Extract all records. Keep each one exact.
— begin —
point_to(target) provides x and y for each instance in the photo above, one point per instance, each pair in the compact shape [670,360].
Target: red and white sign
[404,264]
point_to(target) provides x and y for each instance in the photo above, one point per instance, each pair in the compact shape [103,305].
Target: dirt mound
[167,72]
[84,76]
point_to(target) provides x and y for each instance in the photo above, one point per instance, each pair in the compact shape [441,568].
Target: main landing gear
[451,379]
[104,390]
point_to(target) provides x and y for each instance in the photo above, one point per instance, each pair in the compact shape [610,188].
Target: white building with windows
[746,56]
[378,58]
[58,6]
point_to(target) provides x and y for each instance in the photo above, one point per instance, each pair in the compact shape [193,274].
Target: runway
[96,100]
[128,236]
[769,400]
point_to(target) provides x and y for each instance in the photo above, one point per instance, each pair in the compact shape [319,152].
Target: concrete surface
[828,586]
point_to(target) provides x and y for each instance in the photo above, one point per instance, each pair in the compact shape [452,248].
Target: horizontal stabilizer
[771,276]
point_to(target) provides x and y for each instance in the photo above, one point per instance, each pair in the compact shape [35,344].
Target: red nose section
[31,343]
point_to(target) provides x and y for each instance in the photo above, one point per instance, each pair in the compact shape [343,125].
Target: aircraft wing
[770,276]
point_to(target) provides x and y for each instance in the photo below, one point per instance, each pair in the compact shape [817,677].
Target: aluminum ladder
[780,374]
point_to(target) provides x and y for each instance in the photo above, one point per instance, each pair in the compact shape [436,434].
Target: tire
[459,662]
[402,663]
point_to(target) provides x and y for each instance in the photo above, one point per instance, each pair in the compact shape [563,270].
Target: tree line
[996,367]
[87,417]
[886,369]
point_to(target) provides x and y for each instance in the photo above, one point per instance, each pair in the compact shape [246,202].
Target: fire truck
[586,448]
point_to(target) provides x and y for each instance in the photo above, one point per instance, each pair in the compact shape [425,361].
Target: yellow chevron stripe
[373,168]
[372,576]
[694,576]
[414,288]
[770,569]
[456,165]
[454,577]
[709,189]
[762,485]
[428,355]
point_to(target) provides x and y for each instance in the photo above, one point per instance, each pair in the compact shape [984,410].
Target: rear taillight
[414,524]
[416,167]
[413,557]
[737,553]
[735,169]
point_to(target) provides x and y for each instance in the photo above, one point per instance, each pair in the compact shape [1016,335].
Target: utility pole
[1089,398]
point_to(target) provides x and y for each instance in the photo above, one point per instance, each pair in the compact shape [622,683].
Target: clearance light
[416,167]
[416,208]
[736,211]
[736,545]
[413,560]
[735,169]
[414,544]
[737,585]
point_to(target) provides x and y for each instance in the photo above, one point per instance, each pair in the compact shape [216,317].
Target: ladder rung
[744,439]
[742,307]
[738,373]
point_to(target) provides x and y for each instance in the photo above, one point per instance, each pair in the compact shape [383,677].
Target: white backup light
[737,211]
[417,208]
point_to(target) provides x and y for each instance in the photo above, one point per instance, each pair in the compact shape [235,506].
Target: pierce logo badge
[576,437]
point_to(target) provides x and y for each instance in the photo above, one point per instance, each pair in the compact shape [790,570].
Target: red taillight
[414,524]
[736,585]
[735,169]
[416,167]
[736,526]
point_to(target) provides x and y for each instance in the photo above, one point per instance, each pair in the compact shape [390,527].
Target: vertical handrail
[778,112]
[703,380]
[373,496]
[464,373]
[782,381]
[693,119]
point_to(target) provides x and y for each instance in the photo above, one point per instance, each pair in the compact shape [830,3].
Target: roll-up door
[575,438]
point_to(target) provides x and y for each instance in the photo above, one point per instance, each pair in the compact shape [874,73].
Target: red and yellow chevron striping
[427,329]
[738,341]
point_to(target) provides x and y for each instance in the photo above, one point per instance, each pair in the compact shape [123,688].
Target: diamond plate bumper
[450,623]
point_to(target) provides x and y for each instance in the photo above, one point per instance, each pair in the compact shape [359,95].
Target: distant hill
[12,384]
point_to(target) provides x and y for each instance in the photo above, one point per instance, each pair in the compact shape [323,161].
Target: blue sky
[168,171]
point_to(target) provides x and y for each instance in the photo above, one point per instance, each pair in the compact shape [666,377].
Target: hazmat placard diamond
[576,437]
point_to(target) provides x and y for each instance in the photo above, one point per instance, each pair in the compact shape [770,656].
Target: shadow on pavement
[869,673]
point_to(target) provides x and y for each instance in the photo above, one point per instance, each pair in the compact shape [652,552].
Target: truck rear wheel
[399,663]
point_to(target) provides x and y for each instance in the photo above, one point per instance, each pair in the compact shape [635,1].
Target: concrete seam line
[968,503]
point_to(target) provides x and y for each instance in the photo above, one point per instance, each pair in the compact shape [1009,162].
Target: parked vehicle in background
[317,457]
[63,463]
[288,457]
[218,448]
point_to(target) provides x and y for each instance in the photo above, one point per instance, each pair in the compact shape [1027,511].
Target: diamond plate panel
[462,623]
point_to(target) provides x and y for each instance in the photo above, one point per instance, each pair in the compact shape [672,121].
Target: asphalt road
— end —
Problem solution
point_to(target) provides x and y for each instance in the photo above, one point per instance, each pair in the compact shape [670,360].
Target: red and white sign
[404,264]
point_to(target) provides x and y for each instance in the photo above, one point per instance, each pair in the compact shape [103,305].
Target: dirt mound
[167,72]
[84,76]
point_to(target) provides x and y for each instance in the photo above, one point per instance, each pair in the compact shape [441,568].
Target: main landing gear
[451,379]
[104,390]
point_to(target) provides x and y for each instance in the photo above, one point per instance, each pair in the compact shape [610,188].
Target: white building with windows
[746,56]
[378,58]
[58,6]
point_to(target) provides x and y for each instance in the photo above, one point per instance, each pair in the compact shape [193,274].
Target: runway
[96,100]
[128,236]
[769,400]
point_to(target) provides x and y for each instance in the photo above, one point per instance, each pair in the compact shape [319,152].
Target: concrete surface
[828,586]
point_to(target) provides x and y for each instance in the photo above, one point per instance, each pair in the compact shape [452,248].
Target: horizontal stabilizer
[771,276]
point_to(target) provides x and y for each instance in the photo above, one point per instance, each pair in the compact shape [35,344].
Target: red nose section
[31,343]
point_to(target) provides x and y for each instance in the photo above, one point per instance, each pair in the compact shape [343,125].
Target: aircraft wing
[770,276]
point_to(target) provides x and y for each instance in the photo below, one point per instance, each pair in the compact shape [817,677].
Target: aluminum ladder
[780,374]
point_to(target) provides x and y for each instance in the photo above, one point per instance, each pair in the compact shape [436,434].
Target: tire
[459,662]
[402,663]
point_to(target) provides x and y for each instance in the photo above, one point per instance, each pair in the compact shape [563,270].
Target: tree line
[996,367]
[87,417]
[886,369]
point_to(target) provides x and y for each instance in the photo above, one point per instance, each pair in the compact shape [246,202].
Target: fire truck
[586,448]
point_to(target) provides x and y for each instance in the photo above, one point per instance, each pair in the compact shape [425,361].
Target: yellow chevron stripe
[373,168]
[372,576]
[694,576]
[414,288]
[770,569]
[456,165]
[454,577]
[709,189]
[762,485]
[428,355]
point_to(target) provides x and y for each instance in the photo above, one point per instance, each pair in the compact shape [984,410].
Target: rear taillight
[414,524]
[416,167]
[413,557]
[737,553]
[735,169]
point_to(target) provides x and y for each instance in the photo above, one point per instance, each pair in the compact shape [1016,335].
Target: utility pole
[1089,398]
point_to(target) provides x and y for each instance in the photo above, one point per instance, each pair in the compact shape [622,683].
Target: clearance light
[416,167]
[416,208]
[736,211]
[736,545]
[413,560]
[735,169]
[414,544]
[737,585]
point_to(target) provides x and y for each instance in the photo above, one point per instance, each pair in the compact shape [216,317].
Target: ladder rung
[744,439]
[742,307]
[738,373]
point_to(target) provides x and y for each instance in the photo above, one point per instance, each pair in the compact shape [383,677].
Target: white backup light
[737,211]
[417,208]
point_to(target) provides x and y for each instance in the photo above, one point per instance, each pair in the compact shape [235,506].
Target: pierce logo badge
[576,437]
point_to(target) provides x and y for each instance in the photo above, one point per instance, each pair in the compact shape [790,570].
Target: red taillight
[414,524]
[736,585]
[735,169]
[416,167]
[736,526]
point_to(target) provides x and y for each instance in the photo above, one point per instance, each pair in the compact shape [390,527].
Target: vertical handrail
[778,112]
[703,380]
[373,496]
[464,373]
[782,381]
[693,119]
point_to(target) provides x and y for each instance in the photo above, one point per instance, each pair in the compact shape [830,3].
Target: roll-up door
[575,438]
point_to(target) provides x and y for each instance in the photo above, one point per instance, each pair in the compact shape [874,73].
Target: red and yellow chevron striping
[427,329]
[738,341]
point_to(target) provides x and y for each instance in the photo above, one point per instance, each pair in the compact shape [123,688].
Target: diamond plate bumper
[450,623]
point_to(target) provides x and y for each instance in the photo above, one point per instance, each pair in the compact shape [359,95].
Target: distant hill
[12,384]
point_to(target) provides x and y for each instance in the photo above, one point per instance, each pair in the compact shape [323,161].
Target: blue sky
[168,171]
point_to(target) provides x and y for each instance in the photo above, one point per instance, each pair in the compact shape [666,377].
Target: hazmat placard diamond
[576,437]
point_to(target) provides x and y for each instance in the photo above, one point per instance, each pair in the compact shape [770,656].
Target: shadow on pavement
[869,673]
point_to(target) provides x and y for each instance in the photo above, one point per instance, each pair in the compact shape [652,552].
Target: truck rear wheel
[399,663]
point_to(target) provides x and y for each instance in the photo above, one point per instance, each pair in the compact shape [635,1].
Target: concrete seam line
[968,503]
point_to(target) provides x and y for each instance in the photo above, one point per instance, each pair in the compact shape [1009,162].
Target: parked vehicle in background
[317,457]
[63,463]
[288,457]
[218,448]
point_to(target) provides x and y for each instance in the photo above, one point per instance, each pair in the compact shape [1027,511].
Target: diamond plate panel
[462,623]
point_to(target) provides x and y for each instance in the photo above, one point per instance, each pair in the compact shape [672,121].
Target: asphalt road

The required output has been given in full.